SET PROBLEM =
Rewrite the listing below, swapping every occurrence of "concrete column" for "stone pillar" and leaving everything else unchanged.

━━━━━ MATERIAL ━━━━━

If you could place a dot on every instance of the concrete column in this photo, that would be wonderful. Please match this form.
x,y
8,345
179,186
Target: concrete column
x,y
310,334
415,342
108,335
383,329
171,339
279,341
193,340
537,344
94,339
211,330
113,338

━━━━━

WORKED SOLUTION =
If you could place a dot on every instance of the stone pillar in this photo, that would be wonderful. Please match this form.
x,y
8,345
179,186
Target: stone pillar
x,y
310,334
415,342
108,335
383,329
171,339
279,341
193,340
537,344
94,339
211,330
113,338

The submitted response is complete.